## RINCIAN TUGAS
Tolong kutip semua ucapan Nike Ardilla yang ditulis dalam tanda petik pada tulisan tentang Nike Ardilla di bawah, sesuai urutan kemunculannya.

SENI HIBURAN

Peringatan Kelahiran Nike Ardilla : Tiada Bintang Dalam Keseharian…

Di depan rumah di Parakan Saat, Bandung, Yoyo Dasriyo dan (alm) Nike Ardilla. Lagi-lagi Nike “berulah” nakal. Kedua tangannya menekan pundak, sambil tertawa nyaring. (Foto Dokumentasi: Yodaz)
Di depan rumah di Parakan Saat, Bandung, Yoyo Dasriyo dan (alm) Nike Ardilla. Lagi-lagi Nike “berulah” nakal. Kedua tangannya menekan pundak, sambil tertawa nyaring. (Foto Dokumentasi: Yodaz)

Peringatan Kelahiran Nike Ardilla Bagian ke 15

Oleh: Yoyo Dasriyo

Nike masih bermanja-manja, dan mengumbar canda. “Oom Yoyo kapan atuh mau ke rumah? Alaaa.., sombong-lah sekarang mah!“ katanya lagi. Tudingan sombong itu berulang-ulang. Benar, Nike Ardilla tak pernah merasa dirinya artis populer. Entah kenapa, saya tergoda mencandainya dengan kalimat asal-asalan saja. “Neng.., Oom Yoyo akan datang, kalau Eneng….!” Saya memutus kalimat. “Eh terusin dong! Kalau Eneng apa…?” desak Nike. “Iyaaa.., Oom Yoyo akan datang ke rumah Eneng, kalau Eneng sudah berhenti …. mengalirkan uang..!” Canda saya sambil tertawa.

Denny Sabri pun tertawa. Nike membalas sengit. “Eh.., Oom Yoyo jahaaat! Awas nanti Eneng bilangin sama papi. Pokonya Eneng bilangin juga sama mami…! Enak aja…” Reaksi itu diwarnai dera tawa nyaring. Saya malah berani menantang. Tidak riskan, kalaupun canda lepas itu disampaikan ke orangtuanya. “Terserah Eneng! Bilangin aja sama Mami..!” balas saya. Nike kembali tertawa. “Ih, Om Yoyo jahat! Sebel…! Beneeeer nanti Eneng bilangin!” katanya mengancam. Sengaja saya seolah menantang. Kalau saya larang, justru Nike akan menyampaikannya.

## CUPLIKAN DATA
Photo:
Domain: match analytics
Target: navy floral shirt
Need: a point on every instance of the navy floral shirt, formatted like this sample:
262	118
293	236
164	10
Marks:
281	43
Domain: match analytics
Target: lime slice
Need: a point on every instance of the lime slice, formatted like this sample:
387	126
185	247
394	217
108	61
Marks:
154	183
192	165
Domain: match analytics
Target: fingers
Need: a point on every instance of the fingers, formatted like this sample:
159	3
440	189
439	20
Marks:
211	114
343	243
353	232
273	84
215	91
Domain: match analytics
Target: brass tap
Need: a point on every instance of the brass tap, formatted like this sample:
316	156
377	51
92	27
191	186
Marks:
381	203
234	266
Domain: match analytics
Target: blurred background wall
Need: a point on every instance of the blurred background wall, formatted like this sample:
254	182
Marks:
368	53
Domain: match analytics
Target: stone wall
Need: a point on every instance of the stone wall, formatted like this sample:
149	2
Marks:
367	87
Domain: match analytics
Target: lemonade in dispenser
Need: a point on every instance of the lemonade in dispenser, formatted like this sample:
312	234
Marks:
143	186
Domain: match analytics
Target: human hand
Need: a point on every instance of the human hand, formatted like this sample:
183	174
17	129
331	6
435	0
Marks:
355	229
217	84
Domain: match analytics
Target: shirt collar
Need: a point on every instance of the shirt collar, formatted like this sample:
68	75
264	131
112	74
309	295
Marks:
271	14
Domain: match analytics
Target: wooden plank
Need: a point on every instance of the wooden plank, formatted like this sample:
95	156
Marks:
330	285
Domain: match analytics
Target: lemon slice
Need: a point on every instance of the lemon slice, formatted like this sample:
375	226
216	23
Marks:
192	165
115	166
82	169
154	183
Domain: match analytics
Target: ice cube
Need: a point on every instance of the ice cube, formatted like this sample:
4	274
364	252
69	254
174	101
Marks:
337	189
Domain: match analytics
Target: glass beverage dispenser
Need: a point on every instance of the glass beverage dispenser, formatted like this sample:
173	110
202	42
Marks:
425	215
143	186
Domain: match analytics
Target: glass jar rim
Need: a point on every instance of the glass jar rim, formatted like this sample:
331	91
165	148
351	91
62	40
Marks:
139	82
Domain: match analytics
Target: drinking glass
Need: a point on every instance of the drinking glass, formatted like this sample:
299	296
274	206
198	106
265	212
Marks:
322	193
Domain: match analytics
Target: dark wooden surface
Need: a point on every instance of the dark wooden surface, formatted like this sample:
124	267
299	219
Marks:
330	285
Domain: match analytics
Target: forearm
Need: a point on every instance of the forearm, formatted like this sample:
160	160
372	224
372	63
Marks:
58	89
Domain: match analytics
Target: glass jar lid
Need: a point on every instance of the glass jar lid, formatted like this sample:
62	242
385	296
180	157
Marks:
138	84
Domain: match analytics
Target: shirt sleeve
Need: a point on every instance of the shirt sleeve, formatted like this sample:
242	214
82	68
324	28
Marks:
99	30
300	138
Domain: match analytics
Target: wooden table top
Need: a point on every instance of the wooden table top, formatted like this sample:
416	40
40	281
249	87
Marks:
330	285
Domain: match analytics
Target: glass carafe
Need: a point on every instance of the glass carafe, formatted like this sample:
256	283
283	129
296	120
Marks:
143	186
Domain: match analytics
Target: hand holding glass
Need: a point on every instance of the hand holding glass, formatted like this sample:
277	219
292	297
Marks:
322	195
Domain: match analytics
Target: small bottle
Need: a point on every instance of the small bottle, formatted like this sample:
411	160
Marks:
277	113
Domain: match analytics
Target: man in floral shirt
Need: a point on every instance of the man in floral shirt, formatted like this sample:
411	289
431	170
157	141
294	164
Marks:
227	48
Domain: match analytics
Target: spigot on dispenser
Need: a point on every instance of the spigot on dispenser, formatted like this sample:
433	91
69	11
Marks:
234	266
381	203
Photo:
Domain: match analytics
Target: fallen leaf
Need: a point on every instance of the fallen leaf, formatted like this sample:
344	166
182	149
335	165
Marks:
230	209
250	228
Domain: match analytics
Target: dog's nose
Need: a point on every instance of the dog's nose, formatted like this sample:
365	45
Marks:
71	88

## HASIL
1. “Oom Yoyo kapan atuh mau ke rumah? Alaaa.., sombong-lah sekarang mah!“
2. “Eh terusin dong! Kalau Eneng apa…?”
3. “Eh.., Oom Yoyo jahaaat! Awas nanti Eneng bilangin sama papi. Pokonya Eneng bilangin juga sama mami…! Enak aja…”
4. “Ih, Om Yoyo jahat! Sebel…! Beneeeer nanti Eneng bilangin!”